### Testo fornito
──────────────────────────────
Un’enciclica che entra nel concreto

Che cosa può offrire oggi la Chiesa al Mondo? I credenti rispondono: la salvezza. Ma ciò comporta
che la Chiesa legga la realtà storica, i segni del tempi: individui problemi, pericoli, drammi e
speranze, giudicandoli “dalla parte di Dio”.
Perciò l’enciclica Caritas in Veritate è stata la parola meglio accolta di Benedetto XVI. Sì, forse non
ha convinto tutti il rovesciamento dell’espressione di san Paolo che esorta a fare (scoprire, vivere) la
verità nella carità. È sembrato che al primato della carità il papa abbia sovrapposto un primato della
verità.
Ma, insomma, l’enciclica ha offerto la lettura del mondo d’oggi; e sulla linea della Pacem in
terris
e della Populorum progressio ha espresso un giudizio alto e severo: questo mondo è pieno di
ingiustizie e di dolore, troppi uomini vivono in condizioni inaccettabili, troppa violenza, troppo
egoismo… il modello di sviluppo “consumista” non è sostenibile né giusto. E accanto alla denuncia,
ecco la proposta: bisogna dare un’anima alla tecnica, alle scienze, all’economia, alla politica.

Servono uomini che vivano la carità nella verità, «c’è bisogno di cristiani con le braccia alzate verso
Dio». Certo si poteva sottolineare che non solo i cristiani amano Dio; e che non solo i credenti
possono avere a cuore le sorti dell’uomo.
──────────────────────────────
### Cosa fare
**1)** Quale modello di sviluppo viene giudicato né sostenibile né giusto nel testo sull'enciclica?
**2)** Riassumi per favore il testo sull'enciclica in due frasi.
**3)** Elenca gli ambiti a cui, secondo il testo sull'enciclica, bisogna dare un'anima.
──────────────────────────────
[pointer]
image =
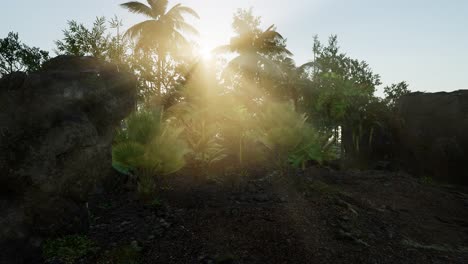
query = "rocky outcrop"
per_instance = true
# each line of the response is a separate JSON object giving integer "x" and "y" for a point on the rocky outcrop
──────────────────────────────
### Risposte complete
**1)** Il modello di sviluppo "consumista".

**2)** La Caritas in Veritate è presentata come la parola meglio accolta di Benedetto XVI, anche se non ha convinto tutti il rovesciamento dell'espressione di san Paolo sulla verità nella carità. L'enciclica denuncia un mondo pieno di ingiustizie e un modello di sviluppo consumista non sostenibile, e propone di dare un'anima alla tecnica, alle scienze, all'economia e alla politica.

**3)** La tecnica, le scienze, l'economia, la politica.